─── Reading passage ───

A sprinkler backflow preventer is a safety device installed on an irrigation system to safeguard the public drinking water supply. This mechanism is designed to be a one-way gate, ensuring that water flows only from the potable source into the sprinkler system. Its primary purpose is to stop irrigation water from reversing its flow and contaminating the clean water supply. The device is mandated at the point where the non-potable irrigation system connects to the main potable water line.
Understanding the Risk of Backflow
The necessity for this device stems from the concept of a cross-connection, which is any link between a drinking water system and a source of non-potable water. In an irrigation system, the non-potable water contains fertilizers, pesticides, herbicides, and other chemicals, along with stagnant water and bacteria. If this water reverses direction, it can introduce these contaminants into the municipal water supply, creating a serious public health hazard.
Backflow occurs through two mechanisms: back-siphonage and back-pressure. Back-siphonage happens when there is a sudden drop in the supply-side water pressure, such as from a water main break or heavy fire-fighting demand, creating a vacuum effect that sucks water backward into the main line. Back-pressure occurs when the pressure in the irrigation system exceeds the pressure in the public water supply, effectively forcing the contaminated water upstream. For public safety, backflow prevention is a requirement enforced by local plumbing codes and health departments to isolate these two water sources.

───

**Instructions**
1. Reproduce the backflow preventer passage from "Backflow occurs through" to "two water sources.", swapping "vacuum" for "suction".
2. Write the next part of the passage on sprinkler backflow preventers, starting after its final sentence.

─── Supplied material ───

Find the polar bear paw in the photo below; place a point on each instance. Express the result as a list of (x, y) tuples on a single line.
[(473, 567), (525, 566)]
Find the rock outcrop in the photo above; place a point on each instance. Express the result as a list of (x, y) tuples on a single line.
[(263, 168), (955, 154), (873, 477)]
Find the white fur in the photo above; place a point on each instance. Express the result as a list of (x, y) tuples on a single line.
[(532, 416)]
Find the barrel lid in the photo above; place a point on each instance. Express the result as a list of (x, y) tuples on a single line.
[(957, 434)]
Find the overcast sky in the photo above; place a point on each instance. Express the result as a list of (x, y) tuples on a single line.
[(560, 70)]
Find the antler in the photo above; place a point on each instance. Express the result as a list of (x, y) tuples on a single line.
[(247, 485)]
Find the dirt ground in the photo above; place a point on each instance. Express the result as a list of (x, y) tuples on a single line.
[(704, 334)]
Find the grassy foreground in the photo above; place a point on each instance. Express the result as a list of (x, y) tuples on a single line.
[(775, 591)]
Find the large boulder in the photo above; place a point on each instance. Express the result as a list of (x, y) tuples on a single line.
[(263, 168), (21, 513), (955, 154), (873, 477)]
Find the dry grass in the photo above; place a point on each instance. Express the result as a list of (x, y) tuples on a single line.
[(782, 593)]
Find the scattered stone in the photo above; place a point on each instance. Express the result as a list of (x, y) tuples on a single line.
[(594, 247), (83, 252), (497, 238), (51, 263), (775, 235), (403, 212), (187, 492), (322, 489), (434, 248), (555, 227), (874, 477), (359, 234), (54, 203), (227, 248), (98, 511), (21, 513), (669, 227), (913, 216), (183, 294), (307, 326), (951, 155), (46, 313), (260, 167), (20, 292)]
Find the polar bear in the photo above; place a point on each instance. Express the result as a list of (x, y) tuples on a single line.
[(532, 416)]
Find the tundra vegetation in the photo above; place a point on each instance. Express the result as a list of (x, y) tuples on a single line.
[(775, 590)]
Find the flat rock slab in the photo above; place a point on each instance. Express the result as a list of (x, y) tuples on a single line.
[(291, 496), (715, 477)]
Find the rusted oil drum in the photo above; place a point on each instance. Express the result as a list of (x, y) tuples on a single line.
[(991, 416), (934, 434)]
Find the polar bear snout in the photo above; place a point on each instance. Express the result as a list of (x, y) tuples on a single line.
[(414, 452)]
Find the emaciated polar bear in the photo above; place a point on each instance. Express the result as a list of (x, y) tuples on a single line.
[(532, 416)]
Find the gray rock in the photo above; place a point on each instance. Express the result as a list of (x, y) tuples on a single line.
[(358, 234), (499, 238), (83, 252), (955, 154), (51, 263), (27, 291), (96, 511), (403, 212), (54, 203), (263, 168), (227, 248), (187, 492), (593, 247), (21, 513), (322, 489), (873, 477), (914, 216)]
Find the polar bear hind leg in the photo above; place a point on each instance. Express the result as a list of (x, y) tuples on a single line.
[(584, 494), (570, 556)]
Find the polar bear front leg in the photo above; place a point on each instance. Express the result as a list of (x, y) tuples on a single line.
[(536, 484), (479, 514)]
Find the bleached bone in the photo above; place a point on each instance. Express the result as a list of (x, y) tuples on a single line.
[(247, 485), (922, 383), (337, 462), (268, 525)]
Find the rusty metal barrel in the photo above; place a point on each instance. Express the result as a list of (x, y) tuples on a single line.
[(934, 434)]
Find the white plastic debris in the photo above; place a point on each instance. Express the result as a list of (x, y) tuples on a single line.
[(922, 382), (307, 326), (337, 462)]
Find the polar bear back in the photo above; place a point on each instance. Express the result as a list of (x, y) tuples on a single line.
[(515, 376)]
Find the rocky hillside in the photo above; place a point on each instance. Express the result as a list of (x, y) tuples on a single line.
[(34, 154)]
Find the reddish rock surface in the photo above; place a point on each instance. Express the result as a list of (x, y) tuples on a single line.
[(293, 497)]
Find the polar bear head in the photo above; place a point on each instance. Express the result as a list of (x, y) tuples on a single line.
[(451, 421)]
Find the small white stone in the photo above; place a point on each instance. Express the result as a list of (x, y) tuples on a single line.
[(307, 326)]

───

**Answers given**
1.
Backflow occurs through two mechanisms: back-siphonage and back-pressure. Back-siphonage happens when there is a sudden drop in the supply-side water pressure, such as from a water main break or heavy fire-fighting demand, creating a suction effect that sucks water backward into the main line. Back-pressure occurs when the pressure in the irrigation system exceeds the pressure in the public water supply, effectively forcing the contaminated water upstream. For public safety, backflow prevention is a requirement enforced by local plumbing codes and health departments to isolate these two water sources.

2.
Principles of Operation
Backflow preventers operate by creating a pressure differential that blocks reverse flow. At the heart of the device are spring-loaded check valves that allow water to flow freely in the correct direction but immediately close if the water attempts to reverse course. These check valves maintain a higher pressure on the supply side, ensuring the one-way flow of clean water.
In more complex assemblies, a relief valve is positioned between two check valves, creating a pressure-monitored chamber known as the reduced pressure zone. Under normal conditions, the pressure within this zone is maintained at a level lower than the supply pressure. If the first check valve begins to leak or if back-pressure from the irrigation side increases, the relief valve automatically opens to the atmosphere. This action vents the potentially contaminated water out of the system, preventing it from crossing the barrier into the potable supply.
The closure of the check valves and the opening of the relief valve are mechanical responses to changes in pressure dynamics. If the supply pressure drops, the check valves snap shut to prevent back-siphonage. If the downstream pressure is higher than the upstream pressure, the relief valve activates to discharge the water. This maintains the pressure differential necessary to protect the clean water source.
Comparing Common Backflow Preventer Types
Two of the most common assemblies used in irrigation systems are the Double Check Valve Assembly (DCVA) and the Reduced Pressure Zone Assembly (RPZA). The DCVA is composed of two independent, spring-loaded check valves in a series. This assembly is generally used for low-to-moderate hazard situations, such as typical residential irrigation systems where the primary risk is non-toxic stagnant water.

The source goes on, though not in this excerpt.